## Extrait proposé:
☆ ☆ ☆ ☆ ☆

Autre facteur qui brouille les repères de la population au Canada anglais: la non-utilisation de la clause, puisque cette dernière n'a jamais véritablement été invoquée hors du Québec. Le gouvernement fédéral ne l'a jamais utilisée en 25 ans, alors que deux provinces (la Saskatchewan et l'Alberta) et un territoire (le Yukon) en ont fait mention dans des lois qui n'ont jamais été adoptées ou qui se sont révélées caduques très rapidement. C'est pour cette raison que plusieurs spécialistes du Canada anglais qualifient la clause de «tigre de papier», une menace qui semble devenue simplement théorique.
La situation est totalement différente au Québec, où, encore aujourd'hui, sept lois invoquent la clause dérogatoire fédérale. Il s'agit parfois de détails techniques pour éviter des poursuites, alors que dans d'autres cas c'est véritablement un choix de société. Par exemple, jusqu'en juillet 2008, le Québec utilisera la clause nonobstant pour permettre l'enseignement catholique dans les écoles.
«C'est normal que le Québec l'ait utilisée plus souvent, car nous sommes une minorité dans le tout canadien. On a une langue et une culture spécifique à protéger, ce qui fait qu'on accorde beaucoup d'importance à nos droits collectifs, pas juste à nos droits individuels», explique Henri Brun. La Charte étant un «instrument antimajoritaire» qui vise à protéger les minorités, le Québec francophone, lui-même minoritaire dans l'océan anglophone de l'Amérique du Nord, se sent à l'aise de protéger son identité grâce à cette clause, estime José Woehrling.
La Nuit des longs couteaux
En plus des questions de principe, le Québec a utilisé la clause dérogatoire un nombre incalculable de fois au début des années 1980. Entre 1982 et 1985, le gouvernement de René Lévesque en a fait un usage systématique, alors que toutes les lois adoptées au Québec faisaient référence à la clause dérogatoire. Ministre de la Justice à cette époque, Marc-André Bédard affirme que l'objectif était de protester contre le rapatriement unilatéral de la Constitution et l'imposition de la Charte sans l'accord du Québec. «Nous avons une Charte québécoise des droits et libertés plus complète que la Charte canadienne, alors il n'était pas question de se plier à la Charte d'Ottawa», affirme-t-il.

☆ ☆ ☆ ☆ ☆

## Matériel fourni:
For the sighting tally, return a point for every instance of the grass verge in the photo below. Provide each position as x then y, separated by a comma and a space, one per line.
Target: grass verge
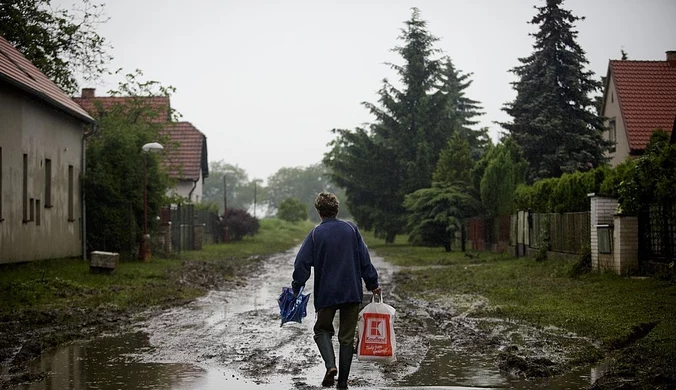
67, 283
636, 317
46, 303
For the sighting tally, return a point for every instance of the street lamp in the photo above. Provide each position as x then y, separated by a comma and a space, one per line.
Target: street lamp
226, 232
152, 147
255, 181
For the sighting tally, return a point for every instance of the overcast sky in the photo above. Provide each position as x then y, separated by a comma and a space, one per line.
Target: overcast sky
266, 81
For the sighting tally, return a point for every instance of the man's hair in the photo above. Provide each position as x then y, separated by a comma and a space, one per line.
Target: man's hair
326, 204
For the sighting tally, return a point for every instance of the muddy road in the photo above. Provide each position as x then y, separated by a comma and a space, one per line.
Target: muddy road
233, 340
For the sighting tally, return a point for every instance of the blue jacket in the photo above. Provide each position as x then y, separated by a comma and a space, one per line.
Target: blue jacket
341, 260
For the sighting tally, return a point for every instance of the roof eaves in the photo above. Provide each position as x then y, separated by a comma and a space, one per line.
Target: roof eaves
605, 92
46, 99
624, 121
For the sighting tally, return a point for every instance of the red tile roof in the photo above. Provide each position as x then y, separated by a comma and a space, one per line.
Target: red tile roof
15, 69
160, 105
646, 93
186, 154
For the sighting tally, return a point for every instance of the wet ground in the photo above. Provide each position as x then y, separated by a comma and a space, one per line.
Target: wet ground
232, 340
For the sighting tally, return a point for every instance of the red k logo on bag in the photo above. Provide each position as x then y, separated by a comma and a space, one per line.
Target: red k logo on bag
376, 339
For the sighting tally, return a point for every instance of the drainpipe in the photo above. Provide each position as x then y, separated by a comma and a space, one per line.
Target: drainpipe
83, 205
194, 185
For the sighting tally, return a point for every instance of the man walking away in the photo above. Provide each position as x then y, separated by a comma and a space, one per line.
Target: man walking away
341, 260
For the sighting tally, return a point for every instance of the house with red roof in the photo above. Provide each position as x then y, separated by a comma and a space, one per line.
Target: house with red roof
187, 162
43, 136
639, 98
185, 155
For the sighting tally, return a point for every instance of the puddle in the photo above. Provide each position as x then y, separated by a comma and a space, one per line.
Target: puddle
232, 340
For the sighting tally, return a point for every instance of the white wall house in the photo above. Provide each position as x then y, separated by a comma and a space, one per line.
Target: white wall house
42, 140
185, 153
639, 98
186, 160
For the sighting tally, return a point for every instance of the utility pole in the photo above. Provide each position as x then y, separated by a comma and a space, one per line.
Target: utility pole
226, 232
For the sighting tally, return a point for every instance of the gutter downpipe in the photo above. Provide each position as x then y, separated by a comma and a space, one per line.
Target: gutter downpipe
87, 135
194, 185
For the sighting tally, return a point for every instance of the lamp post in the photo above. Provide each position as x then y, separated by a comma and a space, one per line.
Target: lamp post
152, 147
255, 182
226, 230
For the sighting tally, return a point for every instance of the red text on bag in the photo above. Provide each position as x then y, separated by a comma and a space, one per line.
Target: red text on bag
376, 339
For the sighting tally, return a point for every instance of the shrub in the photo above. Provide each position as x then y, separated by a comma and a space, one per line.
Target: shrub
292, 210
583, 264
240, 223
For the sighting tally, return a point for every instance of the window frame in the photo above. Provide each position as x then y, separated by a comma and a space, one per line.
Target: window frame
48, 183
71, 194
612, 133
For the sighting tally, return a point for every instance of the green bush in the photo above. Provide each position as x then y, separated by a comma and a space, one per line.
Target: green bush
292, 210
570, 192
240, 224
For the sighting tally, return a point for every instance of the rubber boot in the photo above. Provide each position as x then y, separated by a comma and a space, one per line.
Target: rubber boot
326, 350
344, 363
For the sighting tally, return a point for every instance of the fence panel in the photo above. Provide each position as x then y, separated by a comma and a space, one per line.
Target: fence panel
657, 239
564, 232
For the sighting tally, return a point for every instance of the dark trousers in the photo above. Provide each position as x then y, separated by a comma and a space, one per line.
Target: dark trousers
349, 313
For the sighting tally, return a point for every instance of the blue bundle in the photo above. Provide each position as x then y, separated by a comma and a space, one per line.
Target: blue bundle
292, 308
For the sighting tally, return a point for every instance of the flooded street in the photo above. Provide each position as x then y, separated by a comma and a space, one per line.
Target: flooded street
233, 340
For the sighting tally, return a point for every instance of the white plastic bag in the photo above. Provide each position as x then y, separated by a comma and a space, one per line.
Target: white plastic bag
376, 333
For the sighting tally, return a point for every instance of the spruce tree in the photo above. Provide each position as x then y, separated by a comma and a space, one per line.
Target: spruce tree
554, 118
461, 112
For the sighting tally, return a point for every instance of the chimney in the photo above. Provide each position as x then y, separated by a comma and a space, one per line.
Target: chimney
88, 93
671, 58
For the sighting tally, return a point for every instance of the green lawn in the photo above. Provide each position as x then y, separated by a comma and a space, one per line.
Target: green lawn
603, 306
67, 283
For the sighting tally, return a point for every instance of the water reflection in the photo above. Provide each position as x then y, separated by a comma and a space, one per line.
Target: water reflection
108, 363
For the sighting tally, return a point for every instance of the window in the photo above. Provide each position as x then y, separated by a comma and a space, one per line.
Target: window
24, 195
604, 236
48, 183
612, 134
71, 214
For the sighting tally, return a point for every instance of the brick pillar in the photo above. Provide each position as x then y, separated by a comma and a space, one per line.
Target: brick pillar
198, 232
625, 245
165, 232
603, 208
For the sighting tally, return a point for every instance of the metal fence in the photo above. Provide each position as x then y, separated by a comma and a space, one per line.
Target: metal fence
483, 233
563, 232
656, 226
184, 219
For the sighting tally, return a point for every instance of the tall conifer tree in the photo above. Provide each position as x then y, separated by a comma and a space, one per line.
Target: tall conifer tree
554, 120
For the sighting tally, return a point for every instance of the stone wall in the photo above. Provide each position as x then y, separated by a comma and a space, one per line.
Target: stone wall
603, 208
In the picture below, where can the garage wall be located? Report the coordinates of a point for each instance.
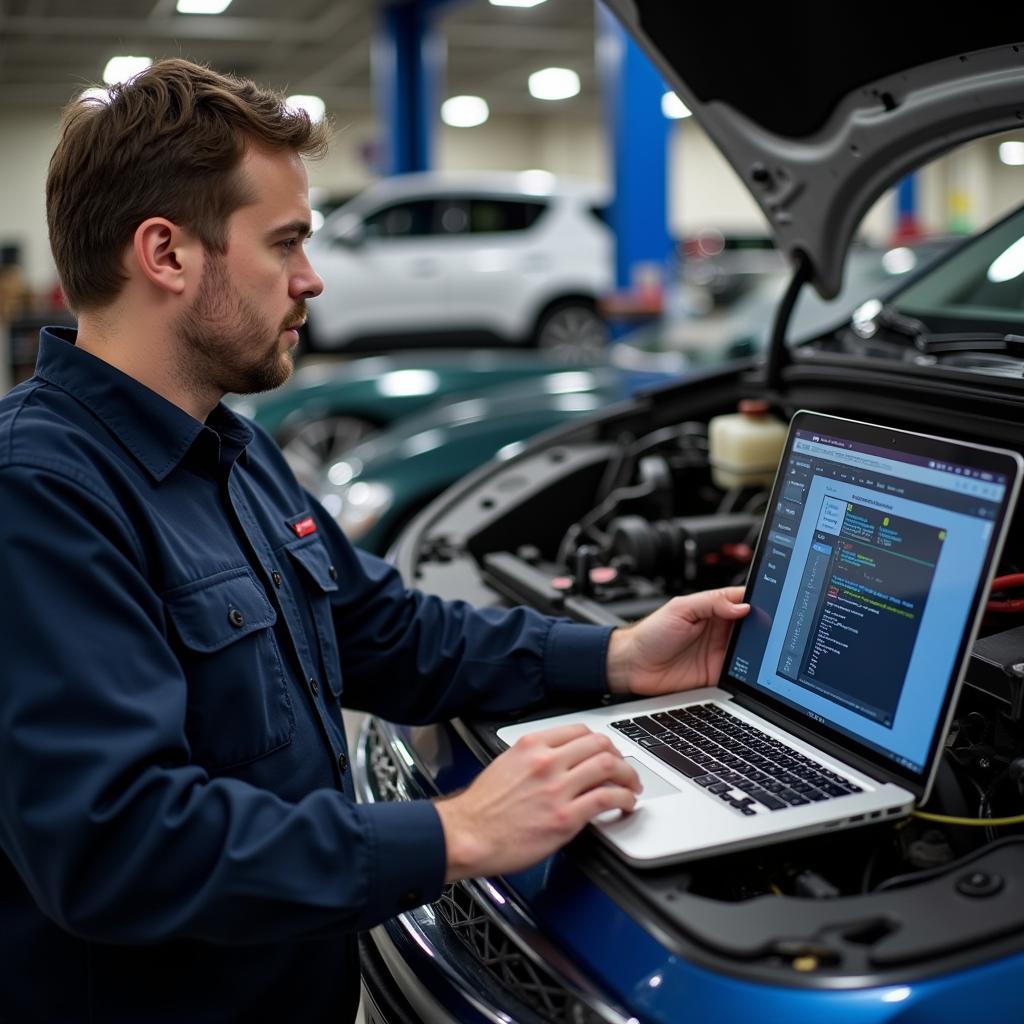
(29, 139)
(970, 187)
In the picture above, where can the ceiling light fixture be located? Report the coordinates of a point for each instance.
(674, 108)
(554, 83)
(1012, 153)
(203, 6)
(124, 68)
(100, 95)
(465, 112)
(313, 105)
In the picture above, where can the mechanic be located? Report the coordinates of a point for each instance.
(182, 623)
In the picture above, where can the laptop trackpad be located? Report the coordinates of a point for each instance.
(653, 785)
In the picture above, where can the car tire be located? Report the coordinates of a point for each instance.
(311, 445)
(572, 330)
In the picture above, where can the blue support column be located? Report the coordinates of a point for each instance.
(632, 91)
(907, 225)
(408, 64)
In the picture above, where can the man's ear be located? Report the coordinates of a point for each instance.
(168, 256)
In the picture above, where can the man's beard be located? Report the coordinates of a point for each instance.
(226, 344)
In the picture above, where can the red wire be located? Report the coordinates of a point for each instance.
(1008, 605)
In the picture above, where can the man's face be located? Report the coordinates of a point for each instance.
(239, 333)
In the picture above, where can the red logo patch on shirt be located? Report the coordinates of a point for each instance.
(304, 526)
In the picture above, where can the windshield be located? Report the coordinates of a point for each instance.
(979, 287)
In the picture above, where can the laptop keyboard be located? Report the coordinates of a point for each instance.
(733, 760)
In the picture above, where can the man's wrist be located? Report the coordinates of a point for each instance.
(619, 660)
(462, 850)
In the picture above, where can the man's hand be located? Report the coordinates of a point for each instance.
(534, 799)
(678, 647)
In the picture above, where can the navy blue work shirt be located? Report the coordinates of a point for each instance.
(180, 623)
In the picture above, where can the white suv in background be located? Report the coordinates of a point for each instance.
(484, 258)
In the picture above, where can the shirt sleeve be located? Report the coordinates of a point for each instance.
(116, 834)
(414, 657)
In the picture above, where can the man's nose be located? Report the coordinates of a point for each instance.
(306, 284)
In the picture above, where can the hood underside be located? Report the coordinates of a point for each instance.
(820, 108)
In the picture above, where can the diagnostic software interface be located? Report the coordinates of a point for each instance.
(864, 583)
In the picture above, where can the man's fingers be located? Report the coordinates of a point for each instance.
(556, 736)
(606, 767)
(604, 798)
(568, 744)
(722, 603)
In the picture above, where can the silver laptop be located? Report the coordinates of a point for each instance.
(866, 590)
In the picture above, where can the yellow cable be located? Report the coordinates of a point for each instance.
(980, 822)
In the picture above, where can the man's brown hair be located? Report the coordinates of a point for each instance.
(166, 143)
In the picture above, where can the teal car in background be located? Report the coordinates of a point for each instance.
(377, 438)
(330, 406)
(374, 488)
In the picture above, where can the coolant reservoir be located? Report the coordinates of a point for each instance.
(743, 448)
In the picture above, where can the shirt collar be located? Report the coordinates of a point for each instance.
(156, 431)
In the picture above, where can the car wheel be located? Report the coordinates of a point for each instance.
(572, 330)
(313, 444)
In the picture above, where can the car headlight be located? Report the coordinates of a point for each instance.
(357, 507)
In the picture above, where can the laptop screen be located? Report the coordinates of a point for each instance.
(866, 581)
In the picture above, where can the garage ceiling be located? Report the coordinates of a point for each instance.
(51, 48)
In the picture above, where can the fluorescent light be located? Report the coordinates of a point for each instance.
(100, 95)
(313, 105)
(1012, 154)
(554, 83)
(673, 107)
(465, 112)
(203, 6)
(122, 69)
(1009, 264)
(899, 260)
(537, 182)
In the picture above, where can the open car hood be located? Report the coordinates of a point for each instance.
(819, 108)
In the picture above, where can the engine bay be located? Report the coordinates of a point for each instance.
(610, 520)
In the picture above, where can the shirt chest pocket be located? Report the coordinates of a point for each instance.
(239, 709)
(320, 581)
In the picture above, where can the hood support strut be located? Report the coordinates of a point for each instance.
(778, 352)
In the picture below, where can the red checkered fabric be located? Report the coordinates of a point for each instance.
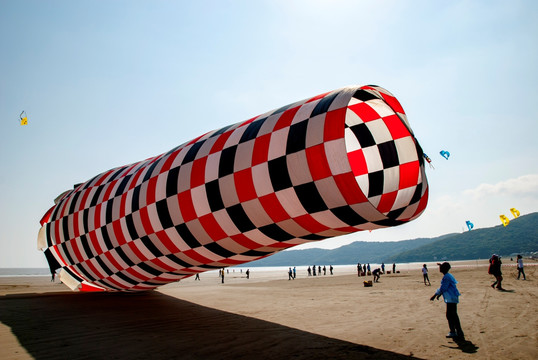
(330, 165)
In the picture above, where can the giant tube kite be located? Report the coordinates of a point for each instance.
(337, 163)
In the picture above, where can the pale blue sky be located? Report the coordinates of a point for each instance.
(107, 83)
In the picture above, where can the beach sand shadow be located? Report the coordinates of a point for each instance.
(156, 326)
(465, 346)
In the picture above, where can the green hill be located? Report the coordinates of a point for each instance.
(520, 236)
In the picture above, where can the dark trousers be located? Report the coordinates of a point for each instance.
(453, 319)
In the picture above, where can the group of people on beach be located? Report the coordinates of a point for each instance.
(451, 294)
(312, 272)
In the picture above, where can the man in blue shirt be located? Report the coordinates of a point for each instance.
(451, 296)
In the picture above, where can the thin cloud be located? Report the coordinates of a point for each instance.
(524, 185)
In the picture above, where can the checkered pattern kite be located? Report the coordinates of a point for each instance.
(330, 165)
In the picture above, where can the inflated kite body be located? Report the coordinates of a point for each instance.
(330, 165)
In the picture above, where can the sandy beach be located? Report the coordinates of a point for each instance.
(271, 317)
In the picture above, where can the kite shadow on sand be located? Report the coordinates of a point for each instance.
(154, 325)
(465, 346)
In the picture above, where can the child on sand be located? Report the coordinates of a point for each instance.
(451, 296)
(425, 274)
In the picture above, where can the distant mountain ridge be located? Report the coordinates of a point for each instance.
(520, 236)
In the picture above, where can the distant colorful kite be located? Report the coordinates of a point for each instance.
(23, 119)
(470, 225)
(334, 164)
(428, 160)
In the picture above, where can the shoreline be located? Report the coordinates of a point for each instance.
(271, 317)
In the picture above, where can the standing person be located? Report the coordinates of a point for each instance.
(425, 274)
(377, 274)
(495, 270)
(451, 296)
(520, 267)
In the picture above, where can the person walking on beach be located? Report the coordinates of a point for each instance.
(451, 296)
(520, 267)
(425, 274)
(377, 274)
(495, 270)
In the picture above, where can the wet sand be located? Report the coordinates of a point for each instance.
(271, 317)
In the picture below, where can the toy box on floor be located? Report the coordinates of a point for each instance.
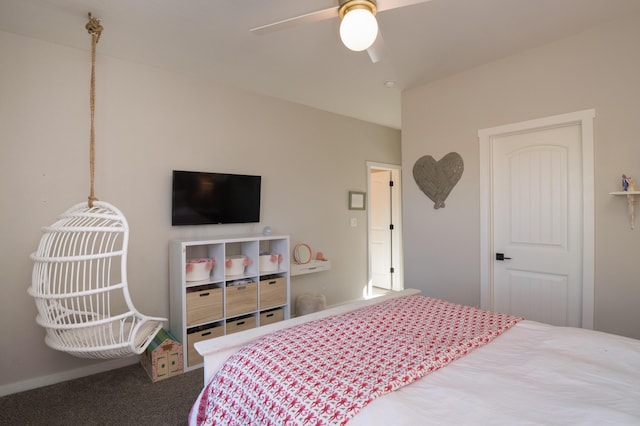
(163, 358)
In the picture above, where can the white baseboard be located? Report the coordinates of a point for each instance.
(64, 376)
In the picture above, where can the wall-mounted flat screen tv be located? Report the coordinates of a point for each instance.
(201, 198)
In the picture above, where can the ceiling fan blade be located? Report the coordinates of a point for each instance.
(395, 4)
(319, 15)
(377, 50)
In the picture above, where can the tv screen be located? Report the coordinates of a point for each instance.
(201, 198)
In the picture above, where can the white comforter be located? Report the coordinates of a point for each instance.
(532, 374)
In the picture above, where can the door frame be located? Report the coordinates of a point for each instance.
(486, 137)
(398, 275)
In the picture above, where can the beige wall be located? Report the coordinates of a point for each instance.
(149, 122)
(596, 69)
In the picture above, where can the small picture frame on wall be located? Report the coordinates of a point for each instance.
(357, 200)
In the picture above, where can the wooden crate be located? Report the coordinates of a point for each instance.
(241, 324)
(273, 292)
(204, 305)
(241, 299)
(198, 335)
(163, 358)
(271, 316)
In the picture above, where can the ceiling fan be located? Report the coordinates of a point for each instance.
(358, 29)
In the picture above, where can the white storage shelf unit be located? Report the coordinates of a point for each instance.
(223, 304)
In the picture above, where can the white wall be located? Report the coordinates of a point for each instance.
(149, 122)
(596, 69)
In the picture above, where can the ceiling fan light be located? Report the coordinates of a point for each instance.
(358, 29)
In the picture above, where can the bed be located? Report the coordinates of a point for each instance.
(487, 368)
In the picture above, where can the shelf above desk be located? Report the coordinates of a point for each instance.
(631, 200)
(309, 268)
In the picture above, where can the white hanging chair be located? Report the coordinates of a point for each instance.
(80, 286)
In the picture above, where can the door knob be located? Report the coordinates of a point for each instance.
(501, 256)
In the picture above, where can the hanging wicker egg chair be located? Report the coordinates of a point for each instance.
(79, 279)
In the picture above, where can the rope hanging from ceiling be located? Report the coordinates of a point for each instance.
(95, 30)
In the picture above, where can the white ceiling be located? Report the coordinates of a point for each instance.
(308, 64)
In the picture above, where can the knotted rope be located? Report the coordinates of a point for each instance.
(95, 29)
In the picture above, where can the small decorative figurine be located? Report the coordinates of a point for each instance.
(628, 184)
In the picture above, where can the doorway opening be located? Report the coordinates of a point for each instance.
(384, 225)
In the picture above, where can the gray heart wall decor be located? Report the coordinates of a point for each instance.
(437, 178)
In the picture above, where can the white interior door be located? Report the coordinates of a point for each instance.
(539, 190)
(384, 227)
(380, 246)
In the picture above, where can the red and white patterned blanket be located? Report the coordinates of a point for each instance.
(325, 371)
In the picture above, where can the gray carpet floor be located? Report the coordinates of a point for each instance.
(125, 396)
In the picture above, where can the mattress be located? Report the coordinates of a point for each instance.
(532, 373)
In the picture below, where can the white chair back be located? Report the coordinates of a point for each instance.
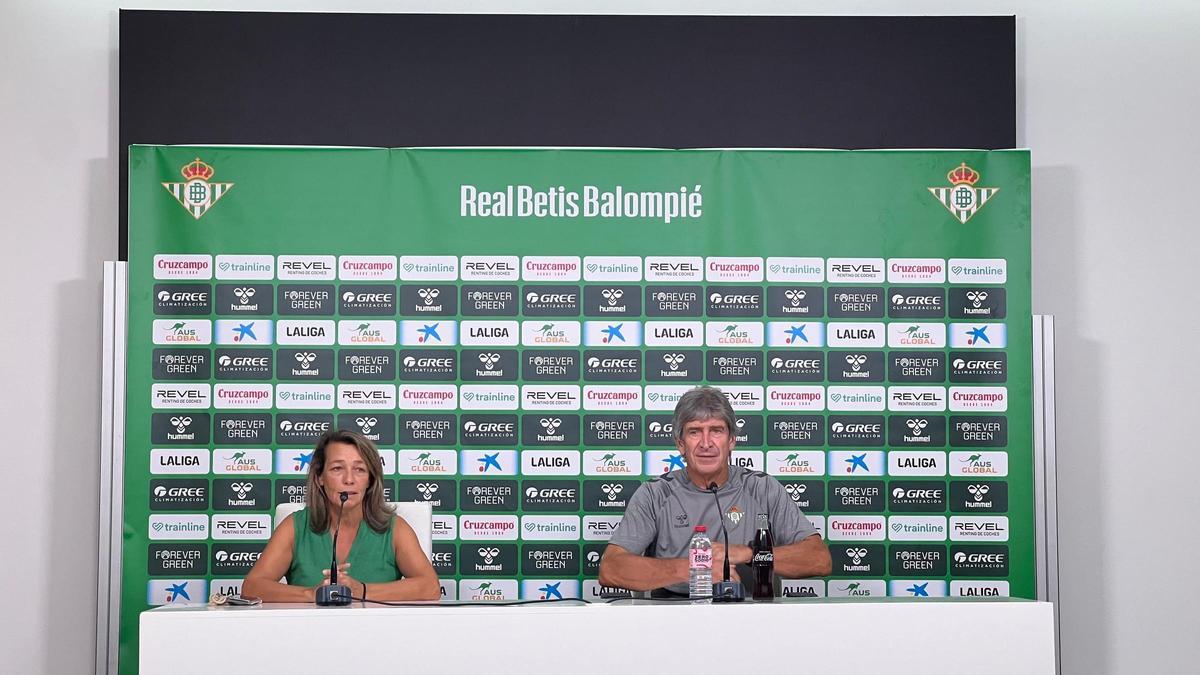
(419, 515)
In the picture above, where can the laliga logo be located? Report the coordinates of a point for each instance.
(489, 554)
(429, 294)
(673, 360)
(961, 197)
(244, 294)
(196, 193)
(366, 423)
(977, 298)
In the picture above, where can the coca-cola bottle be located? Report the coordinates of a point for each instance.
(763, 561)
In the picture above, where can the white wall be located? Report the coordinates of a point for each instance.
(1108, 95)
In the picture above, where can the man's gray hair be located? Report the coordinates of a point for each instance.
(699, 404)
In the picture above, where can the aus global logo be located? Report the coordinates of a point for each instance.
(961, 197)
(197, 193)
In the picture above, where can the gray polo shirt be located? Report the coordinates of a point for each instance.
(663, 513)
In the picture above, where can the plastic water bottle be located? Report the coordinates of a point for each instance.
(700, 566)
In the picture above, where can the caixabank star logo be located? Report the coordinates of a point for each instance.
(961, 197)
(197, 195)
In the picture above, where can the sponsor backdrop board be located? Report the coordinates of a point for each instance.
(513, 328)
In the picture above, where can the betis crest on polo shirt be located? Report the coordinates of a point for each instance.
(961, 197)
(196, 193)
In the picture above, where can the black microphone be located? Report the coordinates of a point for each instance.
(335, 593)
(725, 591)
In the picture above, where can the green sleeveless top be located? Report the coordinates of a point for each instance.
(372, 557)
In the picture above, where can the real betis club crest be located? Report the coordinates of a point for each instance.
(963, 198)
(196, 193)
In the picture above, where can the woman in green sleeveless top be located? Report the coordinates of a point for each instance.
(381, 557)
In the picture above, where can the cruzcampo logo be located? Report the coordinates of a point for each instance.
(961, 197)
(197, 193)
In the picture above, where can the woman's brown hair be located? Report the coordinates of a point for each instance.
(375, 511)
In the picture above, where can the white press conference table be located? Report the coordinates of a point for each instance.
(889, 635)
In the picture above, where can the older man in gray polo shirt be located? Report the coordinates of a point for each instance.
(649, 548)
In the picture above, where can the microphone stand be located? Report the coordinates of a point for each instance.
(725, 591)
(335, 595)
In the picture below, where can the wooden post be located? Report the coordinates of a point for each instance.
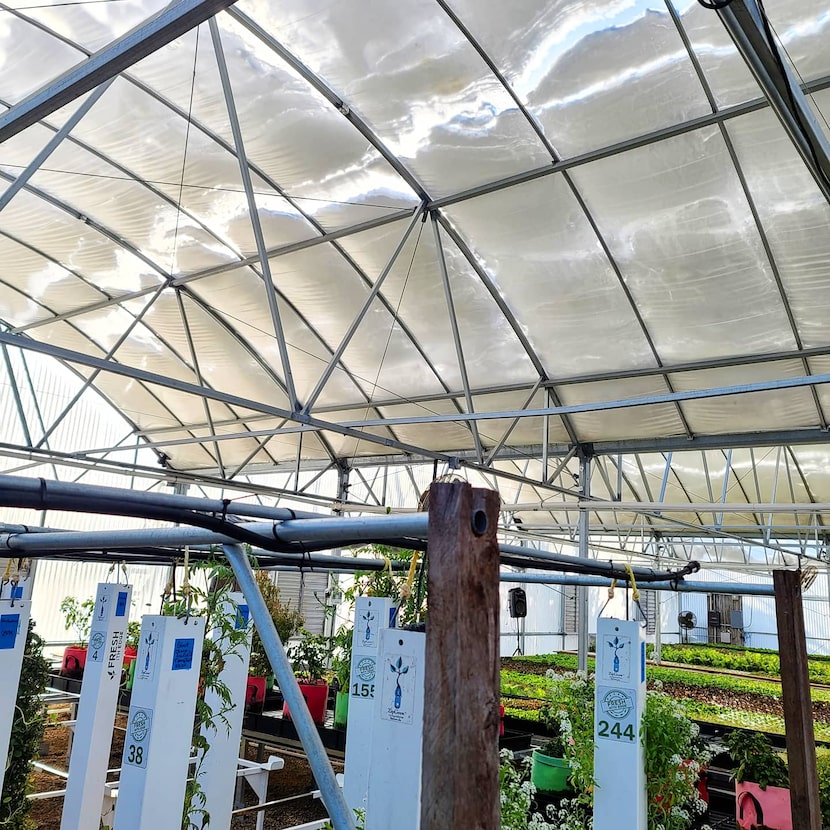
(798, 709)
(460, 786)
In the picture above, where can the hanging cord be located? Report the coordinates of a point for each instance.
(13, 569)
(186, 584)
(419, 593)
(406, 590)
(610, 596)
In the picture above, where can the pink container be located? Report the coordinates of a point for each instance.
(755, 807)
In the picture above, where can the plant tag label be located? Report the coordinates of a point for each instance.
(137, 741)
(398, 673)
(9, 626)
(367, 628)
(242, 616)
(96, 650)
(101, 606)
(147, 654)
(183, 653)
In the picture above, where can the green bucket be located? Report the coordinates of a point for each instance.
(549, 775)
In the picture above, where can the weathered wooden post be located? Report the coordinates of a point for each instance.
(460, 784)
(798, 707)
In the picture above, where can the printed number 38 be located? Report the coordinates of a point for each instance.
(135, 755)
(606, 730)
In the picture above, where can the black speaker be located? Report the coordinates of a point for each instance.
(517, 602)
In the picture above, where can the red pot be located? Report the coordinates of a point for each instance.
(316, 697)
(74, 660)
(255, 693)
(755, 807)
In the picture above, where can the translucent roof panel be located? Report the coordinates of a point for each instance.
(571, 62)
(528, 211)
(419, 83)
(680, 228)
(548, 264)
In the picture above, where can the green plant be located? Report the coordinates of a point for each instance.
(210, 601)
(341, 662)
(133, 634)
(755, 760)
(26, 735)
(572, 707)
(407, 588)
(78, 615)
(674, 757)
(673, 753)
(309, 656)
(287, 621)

☆ ☆ ☆ ☆ ☆

## Consigne A:
Résumez en deux phrases l'extrait consacré à la clause dérogatoire.
## Consigne B:
Rédigez la suite de l'extrait sur la clause dérogatoire au Québec, en partant de sa dernière phrase.

## Réponse attendue A:
Hors du Québec, la clause dérogatoire n'a jamais véritablement été invoquée, au point que plusieurs spécialistes du Canada anglais la qualifient de « tigre de papier », alors qu'au Québec sept lois y recourent encore, tantôt pour des détails techniques, tantôt par choix de société. Henri Brun et José Woehrling rattachent cet usage plus fréquent à la situation minoritaire du Québec, qui a d'ailleurs invoqué la clause dans toutes ses lois entre 1982 et 1985 afin de protester contre le rapatriement unilatéral de la Constitution.

## Réponse attendue B:
La Charte canadienne est effectivement née dans la controverse de la Nuit des longs couteaux, soit dans la nuit du 4 au 5 novembre 1981. Les trois provinces de l'Ouest, l'Alberta, la Saskatchewan et la Colombie-Britannique, poussaient depuis plusieurs semaines pour y inclure une clause dérogatoire. «Plusieurs provinces étaient contre la création de la Charte [sans clause dérogatoire] puisque la conséquence était de mettre énormément de pouvoir entre les mains des juges, se rappelle Marc-André Bédard. Le Québec avait la même position. Nous pensions que les gouvernements devaient avoir le dernier mot.» Mais le premier ministre du Canada, Pierre Elliott Trudeau, ne voulait rien savoir d'une disposition qui permet d'enrayer certains droits.
Tard dans la nuit du 4 novembre, les premiers ministres de tout le pays sont dans une impasse. Pendant que René Lévesque dort sur la rive québécoise, Jean Chrétien, Pierre Elliott Trudeau et les procureurs de l'Ontario et de la Saskatchewan, Roy McMurtry et Roy Romanow, élaborent un compromis. Trudeau accepte une clause dérogatoire à condition que celle-ci, lorsqu'elle est invoquée, soit réexaminée tous les cinq ans, ce qui forcerait les gouvernements qui l'utilisent à se justifier devant la population.
De plus, le compromis limite sa portée. La clause nonobstant ne pourrait jamais être utilisée pour supprimer certains droits spécifiques, notamment ceux à des élections libres et à un gouvernement démocratique. Le droit à l'égalité des sexes est aussi préservé. Le droit à la libre circulation, les droits linguistiques et le droit à l'instruction dans la langue de la minorité sont aussi protégés.
En revanche, la clause dérogatoire, décrite à l'article 33 de la Charte, permet aux gouvernements de se soustraire à l'article 2 (liberté d'expression, de conscience, d'association et de réunion pacifique) et aux articles 7 à 15 (droit à la vie, à la liberté et à la sécurité de la personne, à la protection contre les fouilles, les perquisitions et les saisies abusives, droit à la protection contre la détention arbitraire, etc.).
On connaît la suite. Le matin du 5 novembre, le premier ministre René Lévesque apprend que Trudeau s'est rangé aux arguments des provinces et que le Québec n'a pas eu son mot à dire sur le rapatriement de la Constitution. C'est dans ce climat de frustration que le gouvernement Lévesque agite la clause dérogatoire à chaque loi québécoise entre 1982 et 1985.
Mais à son arrivée au pouvoir, le gouvernement Bourassa met fin à cette pratique. «J'ai pris cette décision parce que je pensais qu'on prenait en otage le droit des citoyens, explique Gil Rémillard. C'est vrai que la Charte québécoise est plus complète, mais je ne pouvais pas comprendre qu'on puisse systématiquement suspendre la Charte canadienne. Je voulais redonner aux Québécois les mêmes droits qu'aux Canadiens. Et politiquement, il fallait commencer à aborder le débat constitutionnel de manière plus positive.»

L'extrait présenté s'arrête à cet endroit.